• Фрагмент документа
Тавиль

Поделись знанием:
Перейти к: навигация, поиск

Та’виль (араб. تأويل‎ — «возвращение к истоку, к началу») — метод рационалистического или символико- аллегорического толкования Корана или сунны.





История

Термин тавиль взят из Корана. В восьми случаях он, по мнению комментаторов, означает «толкование сна» (та’бир ар-ру’я, сура 12), а в девяти остальных — «исход», «последствие» ('акиба). Тавилю противопоставляется тафсир — историко-филологический и законоведческий комментарий, основанный на традиции. Вероятно, первоначально понятия тавиль и тафсир имели один смысл, но со временем эти два понятия стали противопоставляться. Во всяком случае, этот термин встречается в названии экзегетического сочинения аль-Байдави (ум. в 1286 г.) и других признанных всей мусульманской общиной толкователей Корана[1].

По мере того, как мусульманская община разделилась на сторонников буквального понимания и толкования коранического текста (захир) и тех, кто претендовал на знание его «тайного», «скрытого» смысла (батин)разделение тавиля и тафсира проявилась отчетливее. Для захиритов (факихов-«буквалистов») тавиль становится синонимом «волюнтаристского», «безответственного», не освященного традицией толкования Корана, тогда как для батинитов он был единственным путем к постижению его истинного смысла. В целом противопоставлять тавиль тафсиру можно лишь в контексте полемики между захиритами и батинитами. Для мусульман, которые стояли в стороне от этой полемики, либо признавали правомочность обоих толкований, эти термины были, в сущности, синонимами[1].

• Предоставленные данные
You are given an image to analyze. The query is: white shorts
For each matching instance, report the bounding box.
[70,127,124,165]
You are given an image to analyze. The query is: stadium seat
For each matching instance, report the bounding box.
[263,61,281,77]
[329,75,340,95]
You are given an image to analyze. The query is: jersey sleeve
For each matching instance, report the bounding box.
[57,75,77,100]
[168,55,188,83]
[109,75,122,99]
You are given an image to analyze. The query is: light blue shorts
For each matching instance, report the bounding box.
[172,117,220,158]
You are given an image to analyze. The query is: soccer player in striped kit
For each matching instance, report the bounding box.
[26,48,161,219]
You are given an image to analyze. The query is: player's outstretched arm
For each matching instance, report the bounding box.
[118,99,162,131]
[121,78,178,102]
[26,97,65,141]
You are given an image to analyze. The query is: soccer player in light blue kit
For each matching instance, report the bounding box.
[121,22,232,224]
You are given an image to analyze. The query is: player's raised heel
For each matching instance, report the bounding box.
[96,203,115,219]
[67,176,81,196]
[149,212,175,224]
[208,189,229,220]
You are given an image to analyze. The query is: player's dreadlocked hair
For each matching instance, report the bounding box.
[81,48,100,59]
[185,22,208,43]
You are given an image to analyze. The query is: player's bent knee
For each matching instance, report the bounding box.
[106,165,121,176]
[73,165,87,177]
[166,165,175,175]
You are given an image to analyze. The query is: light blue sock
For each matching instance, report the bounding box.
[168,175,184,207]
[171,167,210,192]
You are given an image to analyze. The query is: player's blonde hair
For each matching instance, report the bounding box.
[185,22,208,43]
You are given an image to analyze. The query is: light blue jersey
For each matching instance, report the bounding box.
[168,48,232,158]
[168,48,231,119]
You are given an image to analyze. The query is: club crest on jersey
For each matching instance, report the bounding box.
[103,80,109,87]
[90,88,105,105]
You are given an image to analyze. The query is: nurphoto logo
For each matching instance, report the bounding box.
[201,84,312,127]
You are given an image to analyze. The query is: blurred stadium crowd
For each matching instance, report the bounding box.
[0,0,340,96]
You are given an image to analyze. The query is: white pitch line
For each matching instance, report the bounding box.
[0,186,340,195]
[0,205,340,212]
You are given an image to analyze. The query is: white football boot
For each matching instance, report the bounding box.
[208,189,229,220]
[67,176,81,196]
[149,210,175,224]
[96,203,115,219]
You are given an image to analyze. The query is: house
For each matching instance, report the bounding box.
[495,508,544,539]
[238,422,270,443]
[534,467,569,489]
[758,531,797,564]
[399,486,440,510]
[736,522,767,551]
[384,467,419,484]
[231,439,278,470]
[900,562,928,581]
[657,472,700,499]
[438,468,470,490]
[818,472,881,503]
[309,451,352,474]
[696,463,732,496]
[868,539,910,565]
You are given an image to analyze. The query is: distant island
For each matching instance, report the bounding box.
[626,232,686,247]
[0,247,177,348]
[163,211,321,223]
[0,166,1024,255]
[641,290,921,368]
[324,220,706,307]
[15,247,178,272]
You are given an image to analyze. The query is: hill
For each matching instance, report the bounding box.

• Поставленная цель
Пожалуйста, продолжите статью о тавиле, начав сразу после её последнего предложения.

• Ответ на задание
Течения

Суннизм

Согласно ортодоксальной точке зрения тавиль должен строго соответствовать комментариям пророка Мухаммеда и его сподвижников об этих аятах и хадисах и основываться на них. Трактовки, которые не дошли по цепям передатчиков традиции (накль) строго запрещены в одном из хадисов пророка Мухаммада и считается лишь частным мнением толкователя, а такие трактовки в качестве доказательства приняты быть не могут. Тавиль не должен противоречить ясным и недвусмысленным смыслам Корана и сунны. Для того, чтобы аллегорически истолковать какой-либо смысл коранических аятов необходимо представить доказательства о его необходимости[2].

Ортодоксальные исламские богословы применяли тавиль только в тех случая, когда аяты Корана невозможно было воспринять на основании простого прочтения. Примером тавиля являются многочисленные аяты и хадисы об описании атрибутов Аллаха или рая (джаннат) и ада (джаханнам), которые считаются истинными, но, в то же время, описывающимся на уровне человеческих понятий, и их истинная сущность неизвестна. Так как буквальное смысловое понимание этих мест может привести к неоднозначным выводам, применительно к этим моментам в некоторых случаях применяется аллегорическая трактовка. Тем не менее, всегда оговаривается, что истинный смысл этих хадисов и аятов известен только Аллаху, так как в Коране говорится: «А [люди], в сердцах которых укоренилось уклонение [от истины], следуют за аятами, которые требуют толкования, стремясь совратить [людей истины] и толковать Коран [по своему усмотрению]. Но не знает его толкования никто, кроме Аллаха»[3][2].

Мутазилиты

Приверженцами тавиля были мутазилиты, которые ссылаясь на вышеприведённый аят Корана делили аяты на «ясные», или очевидные (мухкамат), и «неясные», «метафорические» (муташабихат). Мутазилиты признавали «неясными» те аяты, которые противоречили доводам рассудка, в частности учению о единственности Аллаха (таухид) и о божественной справедливости (адль) в интерпретации мутазилитов. Они считали, что «метафорические» стихи следовало рассматривать как «иносказание» (маджаз) и истолковывать их рационалистически. Тавиль мутазилитов подвергся резкой критике «буквалистов» (ханбалитов и др.), которые отказывались от всякой критики и анализа текста Корана с помощью рациональных критериев[1].

Шиизм

Широко использовали тавиль в своих религиозных и политических целях «умеренные» шииты и исмаилиты, полагавшие, что со смертью пророка Мухаммеда исключительное право на толкование коранического текста перешло к их имамам и тех, кто наследует их знания. Шиитским имамам якобы ведом тайный смысл пророческого откровения, который скрыт от остальных людей. Имамы могут сообщать тайный смысл своим последователям, посвящая их, по сути дела, в новое пророчество[1].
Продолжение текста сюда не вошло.